**Extrait choisi:**
Conférence animée par Pierre Serna

Cette conférence propose une présentation de la Nouvelle histoire de la révolution française de Jean-Clément Martin publié aux éditons Perrin mais aussi sur l’évocation de ses ouvrages, le tout animé par Pierre Serna.

Il est tout d’abord rappelé qu’en 2012, on célèbre le 75ème anniversaire de l’institut de l’histoire de la révolution française, fondé par Georges Lefèvre et dont les sixièmes et les septièmes directeurs sont Jean-Clément Martin et Pierre Serna. L’enseignement historique de cette période se fait depuis 1885, à l’époque où la légitimité et le fondement historique de République devait être inscrit dans la mythographie révolutionnaire.

La conférence s’articule autour de deux questions centrales: Qu’est – ce que l’écriture de la révolution aujourd’hui? Quelle est l’évolution de l’historiographie, et des images et idées reçues sur la période révolutionnaire qui ont traversé les deux derniers siècles ?

**Extraits de données:**
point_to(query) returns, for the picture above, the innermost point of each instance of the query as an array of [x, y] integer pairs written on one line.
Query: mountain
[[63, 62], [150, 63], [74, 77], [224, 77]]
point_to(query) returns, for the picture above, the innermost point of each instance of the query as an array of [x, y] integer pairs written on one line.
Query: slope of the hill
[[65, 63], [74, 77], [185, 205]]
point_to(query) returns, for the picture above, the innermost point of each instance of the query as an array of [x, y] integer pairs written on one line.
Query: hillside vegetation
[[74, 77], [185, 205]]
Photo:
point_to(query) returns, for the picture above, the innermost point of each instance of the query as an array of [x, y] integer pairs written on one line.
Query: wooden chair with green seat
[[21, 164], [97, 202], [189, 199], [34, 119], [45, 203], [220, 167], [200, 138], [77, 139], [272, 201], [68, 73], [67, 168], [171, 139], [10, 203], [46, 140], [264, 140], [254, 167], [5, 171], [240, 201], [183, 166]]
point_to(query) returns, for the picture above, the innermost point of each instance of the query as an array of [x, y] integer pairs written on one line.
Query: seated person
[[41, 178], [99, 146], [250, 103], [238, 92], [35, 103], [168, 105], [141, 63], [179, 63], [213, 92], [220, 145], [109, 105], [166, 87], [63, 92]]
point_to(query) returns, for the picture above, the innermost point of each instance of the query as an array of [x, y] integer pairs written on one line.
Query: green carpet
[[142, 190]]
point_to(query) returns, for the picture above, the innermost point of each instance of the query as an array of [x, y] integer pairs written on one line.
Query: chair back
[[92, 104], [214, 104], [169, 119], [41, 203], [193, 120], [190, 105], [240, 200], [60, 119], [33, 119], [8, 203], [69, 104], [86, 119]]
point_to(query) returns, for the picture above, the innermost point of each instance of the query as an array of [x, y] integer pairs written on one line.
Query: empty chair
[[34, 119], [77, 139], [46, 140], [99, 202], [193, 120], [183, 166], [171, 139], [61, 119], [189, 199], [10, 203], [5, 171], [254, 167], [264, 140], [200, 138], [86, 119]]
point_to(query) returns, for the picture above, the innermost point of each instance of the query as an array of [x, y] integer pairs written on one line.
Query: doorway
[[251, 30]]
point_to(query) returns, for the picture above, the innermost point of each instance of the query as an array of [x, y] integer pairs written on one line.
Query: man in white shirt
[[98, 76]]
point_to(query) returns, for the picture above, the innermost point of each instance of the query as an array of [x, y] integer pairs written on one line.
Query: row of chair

**Exercice proposé:** Reproduisez à l'identique le passage du compte rendu de la conférence qui commence par « Cette conférence propose » et se termine par « la mythographie révolutionnaire. ». Les items ne jouent aucun rôle dans ce travail.

**Résultat obtenu:**
Cette conférence propose une présentation de la Nouvelle histoire de la révolution française de Jean-Clément Martin publié aux éditons Perrin mais aussi sur l’évocation de ses ouvrages, le tout animé par Pierre Serna.

Il est tout d’abord rappelé qu’en 2012, on célèbre le 75ème anniversaire de l’institut de l’histoire de la révolution française, fondé par Georges Lefèvre et dont les sixièmes et les septièmes directeurs sont Jean-Clément Martin et Pierre Serna. L’enseignement historique de cette période se fait depuis 1885, à l’époque où la légitimité et le fondement historique de République devait être inscrit dans la mythographie révolutionnaire.